Object point labels:
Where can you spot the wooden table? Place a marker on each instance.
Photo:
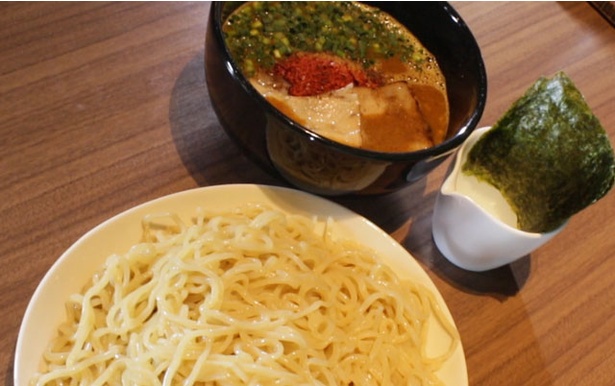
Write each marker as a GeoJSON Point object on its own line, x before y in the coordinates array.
{"type": "Point", "coordinates": [104, 106]}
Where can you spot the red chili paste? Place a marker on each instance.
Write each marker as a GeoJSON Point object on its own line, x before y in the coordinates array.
{"type": "Point", "coordinates": [316, 73]}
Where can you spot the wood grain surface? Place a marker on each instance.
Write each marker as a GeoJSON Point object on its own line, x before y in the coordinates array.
{"type": "Point", "coordinates": [104, 106]}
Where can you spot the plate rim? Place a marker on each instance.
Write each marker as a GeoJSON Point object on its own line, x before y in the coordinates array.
{"type": "Point", "coordinates": [341, 214]}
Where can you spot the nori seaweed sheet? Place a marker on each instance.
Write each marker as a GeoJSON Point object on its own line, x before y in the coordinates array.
{"type": "Point", "coordinates": [548, 155]}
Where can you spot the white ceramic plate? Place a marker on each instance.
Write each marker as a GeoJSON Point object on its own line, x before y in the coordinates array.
{"type": "Point", "coordinates": [72, 270]}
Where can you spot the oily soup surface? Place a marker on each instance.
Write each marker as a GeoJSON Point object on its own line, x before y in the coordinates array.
{"type": "Point", "coordinates": [347, 71]}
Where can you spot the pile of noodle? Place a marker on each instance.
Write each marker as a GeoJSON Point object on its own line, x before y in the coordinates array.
{"type": "Point", "coordinates": [245, 297]}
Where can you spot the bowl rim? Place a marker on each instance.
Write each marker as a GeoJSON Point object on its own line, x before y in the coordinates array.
{"type": "Point", "coordinates": [444, 148]}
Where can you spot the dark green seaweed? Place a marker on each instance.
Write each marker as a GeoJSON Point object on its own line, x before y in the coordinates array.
{"type": "Point", "coordinates": [548, 155]}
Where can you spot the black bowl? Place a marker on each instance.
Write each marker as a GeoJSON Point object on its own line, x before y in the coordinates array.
{"type": "Point", "coordinates": [322, 166]}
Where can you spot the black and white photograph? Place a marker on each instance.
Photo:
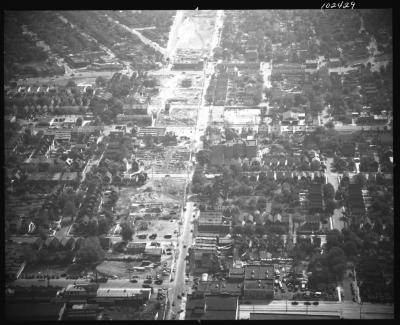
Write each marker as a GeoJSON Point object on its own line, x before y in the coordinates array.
{"type": "Point", "coordinates": [198, 164]}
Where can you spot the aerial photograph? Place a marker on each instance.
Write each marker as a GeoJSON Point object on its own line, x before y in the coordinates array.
{"type": "Point", "coordinates": [198, 164]}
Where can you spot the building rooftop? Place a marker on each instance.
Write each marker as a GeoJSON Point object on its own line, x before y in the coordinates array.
{"type": "Point", "coordinates": [256, 272]}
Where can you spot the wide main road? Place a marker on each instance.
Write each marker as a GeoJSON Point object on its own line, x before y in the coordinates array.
{"type": "Point", "coordinates": [184, 243]}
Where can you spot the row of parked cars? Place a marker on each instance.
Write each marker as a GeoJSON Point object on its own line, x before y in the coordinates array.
{"type": "Point", "coordinates": [38, 276]}
{"type": "Point", "coordinates": [307, 303]}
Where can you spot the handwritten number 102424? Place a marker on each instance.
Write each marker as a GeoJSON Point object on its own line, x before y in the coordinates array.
{"type": "Point", "coordinates": [338, 5]}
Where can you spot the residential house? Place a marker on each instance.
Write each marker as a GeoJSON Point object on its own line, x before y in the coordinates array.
{"type": "Point", "coordinates": [52, 243]}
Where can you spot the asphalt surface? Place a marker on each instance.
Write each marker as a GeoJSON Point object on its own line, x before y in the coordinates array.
{"type": "Point", "coordinates": [180, 266]}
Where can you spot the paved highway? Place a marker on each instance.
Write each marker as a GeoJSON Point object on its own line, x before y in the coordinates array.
{"type": "Point", "coordinates": [180, 266]}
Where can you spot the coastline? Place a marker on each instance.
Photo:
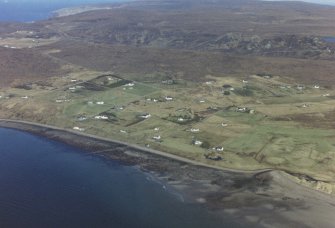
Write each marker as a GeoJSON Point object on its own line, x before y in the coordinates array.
{"type": "Point", "coordinates": [257, 198]}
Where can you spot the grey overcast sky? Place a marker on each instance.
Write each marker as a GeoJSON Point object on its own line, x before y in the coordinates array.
{"type": "Point", "coordinates": [329, 2]}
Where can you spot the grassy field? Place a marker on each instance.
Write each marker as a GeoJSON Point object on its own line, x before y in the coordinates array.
{"type": "Point", "coordinates": [260, 137]}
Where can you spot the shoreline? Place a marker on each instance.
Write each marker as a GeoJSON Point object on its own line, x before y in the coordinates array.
{"type": "Point", "coordinates": [257, 198]}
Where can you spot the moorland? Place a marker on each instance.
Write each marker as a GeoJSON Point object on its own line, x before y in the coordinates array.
{"type": "Point", "coordinates": [245, 85]}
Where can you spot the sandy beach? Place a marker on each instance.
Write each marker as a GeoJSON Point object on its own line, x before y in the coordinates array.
{"type": "Point", "coordinates": [259, 198]}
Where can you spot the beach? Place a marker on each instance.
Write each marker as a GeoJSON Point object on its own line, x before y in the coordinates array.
{"type": "Point", "coordinates": [260, 198]}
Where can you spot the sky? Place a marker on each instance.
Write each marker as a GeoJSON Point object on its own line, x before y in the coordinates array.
{"type": "Point", "coordinates": [328, 2]}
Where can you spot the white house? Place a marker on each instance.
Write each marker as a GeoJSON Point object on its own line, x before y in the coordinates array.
{"type": "Point", "coordinates": [197, 142]}
{"type": "Point", "coordinates": [129, 84]}
{"type": "Point", "coordinates": [195, 129]}
{"type": "Point", "coordinates": [168, 98]}
{"type": "Point", "coordinates": [158, 137]}
{"type": "Point", "coordinates": [101, 117]}
{"type": "Point", "coordinates": [219, 148]}
{"type": "Point", "coordinates": [146, 116]}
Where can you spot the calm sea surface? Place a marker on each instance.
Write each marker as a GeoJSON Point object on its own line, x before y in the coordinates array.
{"type": "Point", "coordinates": [48, 184]}
{"type": "Point", "coordinates": [33, 10]}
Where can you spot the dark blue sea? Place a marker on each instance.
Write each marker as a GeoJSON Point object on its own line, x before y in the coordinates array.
{"type": "Point", "coordinates": [33, 10]}
{"type": "Point", "coordinates": [44, 183]}
{"type": "Point", "coordinates": [329, 39]}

▸ **Short task**: Images do not belong in the copy; reproduce all other parts of the records above verbatim.

▸ **Answer to this problem**:
Where can you spot the wooden table? Place a marker on each instance.
Photo:
Write each marker as a GeoJSON Point object on its own line, x before y in the coordinates array.
{"type": "Point", "coordinates": [104, 106]}
Where can you spot the red chili paste? Place a marker on each instance.
Write each marker as a GeoJSON Point object on its own line, x before y in the coordinates array.
{"type": "Point", "coordinates": [316, 73]}
Where can you spot the wood grain surface? Place a marker on each instance.
Write each marker as a GeoJSON Point object on its own line, x before y in the coordinates array.
{"type": "Point", "coordinates": [104, 106]}
Where can you spot the plate rim? Place a marker on each instance.
Write each marker as a GeoJSON Point object on its own line, x before y in the coordinates array.
{"type": "Point", "coordinates": [341, 214]}
Where can you spot the nori seaweed sheet? Place a marker on each instance.
Write each marker as a GeoJSON Point object on its own line, x before y in the coordinates array.
{"type": "Point", "coordinates": [548, 155]}
Where can you spot the white ceramic plate? Place a marker on each instance.
Write each marker as a GeoJSON Point object on its own line, x before y in the coordinates array.
{"type": "Point", "coordinates": [72, 270]}
Where can you spot the oily soup surface? Place a marker on each instance.
Write each marker as a GeoJSON Point object on its own line, x before y in the coordinates array.
{"type": "Point", "coordinates": [347, 71]}
Where can you spot the pile of noodle? Place a marker on each instance.
Write each marker as a GeoJSON Point object on its own line, x before y in the coordinates array.
{"type": "Point", "coordinates": [245, 297]}
Where can you spot the bowl rim? Place a marker on each instance.
Write each marker as a GeoJSON Point object on its own line, x before y in the coordinates array.
{"type": "Point", "coordinates": [444, 148]}
Where can you spot the dark green seaweed? Place a marker on each instance.
Write each marker as a GeoJSON Point object on its own line, x before y in the coordinates array.
{"type": "Point", "coordinates": [548, 155]}
Where can you spot the black bowl? Place a marker on each instance.
Write each marker as a GeoJSON Point object on its own line, x before y in the coordinates array.
{"type": "Point", "coordinates": [322, 166]}
Where can you spot the black and white photograph? Place a marker on each instance.
Photo:
Write each marker as a GeoJSON Point object on its own line, x before y in the coordinates array.
{"type": "Point", "coordinates": [198, 164]}
Where can you spot the aerial photograph? Place a marker on each instance.
Write each marker as a GeoJSON Point object on its own line, x before y in the coordinates array.
{"type": "Point", "coordinates": [198, 164]}
Where can you spot the building rooftop? Place a marker on each instance.
Write each marker as a GeoJSON Point object on its own line, x before y in the coordinates array.
{"type": "Point", "coordinates": [256, 272]}
Where can you spot the wide main road? Place a marker on each instance.
Write each marker as a GeoJSON Point object on its own line, x before y in the coordinates array.
{"type": "Point", "coordinates": [184, 243]}
Where can you spot the row of parked cars? Place a marker on each instance.
Write each marker as a GeoJSON Point object on its own line, x before y in the coordinates array.
{"type": "Point", "coordinates": [38, 276]}
{"type": "Point", "coordinates": [307, 303]}
Where can you spot the handwritten number 102424? Place a marker on each instance.
Write each marker as a GeoJSON Point object on its own line, x before y in the coordinates array.
{"type": "Point", "coordinates": [338, 5]}
Where can you spot the residential house? Place a marker on each instance.
Write each marker as a GeoJSON Point object on its own line, x before y in the coordinates array.
{"type": "Point", "coordinates": [52, 243]}
Where can you spot the asphalt surface? Place a marker on each instance.
Write each marker as a GeoJSON Point object on its own line, x before y in the coordinates array.
{"type": "Point", "coordinates": [180, 266]}
Where can you spot the paved highway? Place a marker on each instance.
Write each marker as a GeoJSON Point object on its own line, x before y in the coordinates array.
{"type": "Point", "coordinates": [180, 266]}
Where can you spot the coastline? Place a marker on each instance.
Photo:
Write each marker as a GeoJSON Point object on its own line, x before y in the coordinates array.
{"type": "Point", "coordinates": [257, 198]}
Where can you spot the grey overcast sky? Place a marker on each instance.
Write each marker as a GeoJSON Point object on its own line, x before y in the coordinates array.
{"type": "Point", "coordinates": [329, 2]}
Where can you spot the grassy field? Place a marker on each instance.
Write each marker as a GeoJSON Point object on its own line, x before y in the coordinates array.
{"type": "Point", "coordinates": [260, 137]}
Where can you spot the shoreline? Place a marker on each instance.
Write each marker as a GeoJSON Point object on its own line, x before y in the coordinates array.
{"type": "Point", "coordinates": [257, 198]}
Where can you spot the moorland? Place a marker on each instance.
Write each marker as a GeoJSON Point object on its own line, x before y in the coordinates array.
{"type": "Point", "coordinates": [245, 85]}
Where can you spot the sandy beach? Place a marker on each instance.
Write each marker as a GeoJSON Point object on its own line, x before y in the coordinates array.
{"type": "Point", "coordinates": [259, 198]}
Where can you spot the beach? Place a marker on each instance.
Write each marker as a GeoJSON Point object on its own line, x before y in the coordinates array.
{"type": "Point", "coordinates": [260, 198]}
Where can you spot the sky? Place a marker on each instance.
Write each marker as a GeoJSON Point object on its own line, x before y in the coordinates array.
{"type": "Point", "coordinates": [328, 2]}
Where can you spot the white house? Place a marker on each instance.
Write each marker as a GeoJSON Point object on its own line, x before y in the coordinates array.
{"type": "Point", "coordinates": [197, 142]}
{"type": "Point", "coordinates": [129, 84]}
{"type": "Point", "coordinates": [195, 129]}
{"type": "Point", "coordinates": [168, 98]}
{"type": "Point", "coordinates": [158, 137]}
{"type": "Point", "coordinates": [101, 117]}
{"type": "Point", "coordinates": [219, 148]}
{"type": "Point", "coordinates": [146, 116]}
Where can you spot the calm sea surface? Place a marker on each instance.
Write each marker as a GeoJSON Point object on its own line, x before y in the coordinates array.
{"type": "Point", "coordinates": [48, 184]}
{"type": "Point", "coordinates": [33, 10]}
Where can you spot the dark blue sea? Place a marker on each instance.
Write each marker as a GeoJSON Point object on its own line, x before y in the coordinates array.
{"type": "Point", "coordinates": [33, 10]}
{"type": "Point", "coordinates": [44, 183]}
{"type": "Point", "coordinates": [329, 39]}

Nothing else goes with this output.